SELECTED EXCERPT:
____________

|Raising awareness: ACCV student Nguyen Thi Hong (centre) and Alison Vidotto (right) speak with school children in Ha Noi about the daily lives of blind people in the community. — Photo courtesy of ACCV
by David Mann
Imagine not being able to see. Then imagine living in a remote village, your survival entirely dependent on another person, unable to go to school or have the opportunity to interact with other human beings. Now imagine that is your life for eight years.
This was everyday life for Ha Minh Quan, a young man from a village three-hours drive from Ha Noi.
Quan's eyesight began deteriorating in the fifth grade because of an undiagnosed and untreated condition. There were limited medical services available for the once-enthusiastic student, who had loved reading and playing in the schoolyard.
A chance meeting in 2007 between Quan and Australian mother-of-six Alison Vidotto would become a major turning point in both their lives.
Vidotto, chief executive officer of the Brisbane-based, family-run engineering business, Vidotto Group, had visited Viet Nam the previous year on a family vacation. After spending time with underprivileged children at a local orphanage, the family returned home determined to do more. That year, the Australian Charity for the Children of Vietnam (ACCV) was born.
A former English language teacher, Vidotto saw an opportunity for vocational education to help break the cycle of poverty for disadvantaged young people, both blind and sighted.
"For some, it is only their eyes that don't work. Their brains are healthy, individual and amazing and, like my own children, I want to see them reach their potential," says Vidotto.
"If there is a teacher, a lawyer, a social worker inside those minds, then let's support that dream. Everyone should be given that opportunity."
After two years of planning, fundraising and sending countless emails to blind education experts around the world, Vidotto developed an English language and IT programme for blind students. In 2009, Quan and nine other blind students attended their first English language class in Ha Noi.
Five years on, ACCV now runs English language and IT classes in five districts around Ha Noi in partnership with the city's local blind associations. The curriculum, which includes modules on grammar, punctuation and syntax, has been devised in Australia and is taught by English-speaking volunteers.

____________

COMPLETE THE FOLLOWING:
1. Answer from the article about ACCV:
(a) In what year did Quan meet Alison Vidotto?
(b) How many other blind students joined Quan at the first English class in 2009?
(c) In how many districts around Ha Noi does ACCV now run English and IT classes?
2. Quote the part of the article about ACCV that opens with the words containing "A former English" and closes with "class in Ha Noi.".
The lines after the article about ACCV have no part in this.

DATASET EXCERPTS:
____________

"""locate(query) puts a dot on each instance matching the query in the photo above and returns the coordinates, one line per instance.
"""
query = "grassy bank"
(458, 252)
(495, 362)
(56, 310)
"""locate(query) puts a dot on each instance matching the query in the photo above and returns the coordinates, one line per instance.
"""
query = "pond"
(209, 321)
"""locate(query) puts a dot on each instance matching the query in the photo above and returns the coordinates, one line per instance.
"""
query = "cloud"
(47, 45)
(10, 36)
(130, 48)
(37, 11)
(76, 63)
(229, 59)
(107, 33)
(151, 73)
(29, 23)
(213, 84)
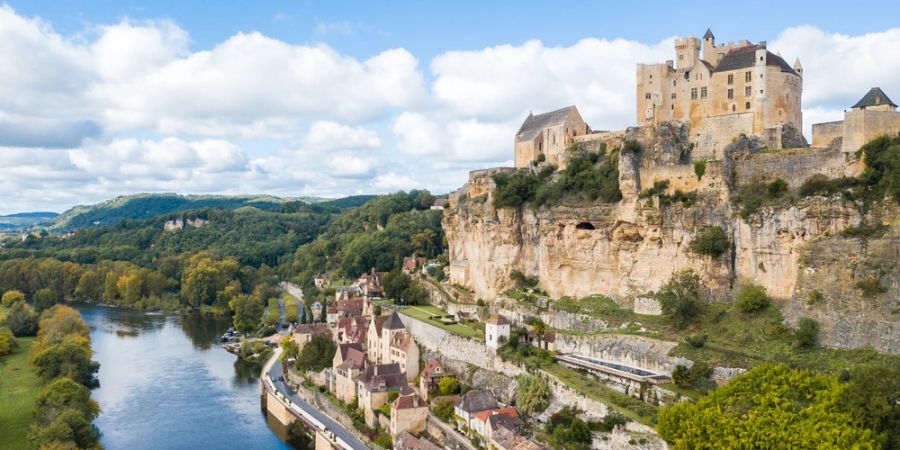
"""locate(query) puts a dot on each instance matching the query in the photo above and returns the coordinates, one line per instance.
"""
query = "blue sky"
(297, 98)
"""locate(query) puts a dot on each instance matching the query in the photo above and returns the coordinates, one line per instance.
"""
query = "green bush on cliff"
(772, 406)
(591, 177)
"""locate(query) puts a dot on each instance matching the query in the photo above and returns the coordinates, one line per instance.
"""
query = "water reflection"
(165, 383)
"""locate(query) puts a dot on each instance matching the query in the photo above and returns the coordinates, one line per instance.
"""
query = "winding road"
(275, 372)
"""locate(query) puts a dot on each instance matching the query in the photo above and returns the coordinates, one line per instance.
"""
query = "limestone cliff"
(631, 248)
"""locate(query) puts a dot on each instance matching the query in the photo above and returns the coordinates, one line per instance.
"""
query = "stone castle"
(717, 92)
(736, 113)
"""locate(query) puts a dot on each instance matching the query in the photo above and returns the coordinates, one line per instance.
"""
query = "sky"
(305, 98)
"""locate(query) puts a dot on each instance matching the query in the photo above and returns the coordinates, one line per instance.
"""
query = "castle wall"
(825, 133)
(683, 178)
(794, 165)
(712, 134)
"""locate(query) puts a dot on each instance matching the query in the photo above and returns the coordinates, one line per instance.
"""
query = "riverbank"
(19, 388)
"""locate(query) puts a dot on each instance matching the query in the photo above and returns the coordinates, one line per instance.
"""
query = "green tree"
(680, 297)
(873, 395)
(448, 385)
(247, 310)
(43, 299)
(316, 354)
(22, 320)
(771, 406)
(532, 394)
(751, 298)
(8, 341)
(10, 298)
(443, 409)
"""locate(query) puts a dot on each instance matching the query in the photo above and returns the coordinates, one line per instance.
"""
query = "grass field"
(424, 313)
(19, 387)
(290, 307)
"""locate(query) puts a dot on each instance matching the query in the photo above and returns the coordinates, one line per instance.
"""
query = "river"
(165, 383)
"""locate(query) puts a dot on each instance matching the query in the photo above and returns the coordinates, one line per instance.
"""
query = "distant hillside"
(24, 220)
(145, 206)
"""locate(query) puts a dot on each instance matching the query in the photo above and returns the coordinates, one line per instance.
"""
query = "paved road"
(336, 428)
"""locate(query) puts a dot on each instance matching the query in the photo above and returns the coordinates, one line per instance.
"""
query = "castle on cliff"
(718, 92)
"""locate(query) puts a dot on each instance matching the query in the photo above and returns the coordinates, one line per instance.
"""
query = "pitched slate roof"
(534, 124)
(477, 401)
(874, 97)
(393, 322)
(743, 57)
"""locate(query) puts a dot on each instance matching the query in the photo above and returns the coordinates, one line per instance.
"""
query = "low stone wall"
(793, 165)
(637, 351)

____________

SOLUTIONS PER TASK:
1.
(a) 2007
(b) Nine
(c) Five

2.
A former English language teacher, Vidotto saw an opportunity for vocational education to help break the cycle of poverty for disadvantaged young people, both blind and sighted.
"For some, it is only their eyes that don't work. Their brains are healthy, individual and amazing and, like my own children, I want to see them reach their potential," says Vidotto.
"If there is a teacher, a lawyer, a social worker inside those minds, then let's support that dream. Everyone should be given that opportunity."
After two years of planning, fundraising and sending countless emails to blind education experts around the world, Vidotto developed an English language and IT programme for blind students. In 2009, Quan and nine other blind students attended their first English language class in Ha Noi.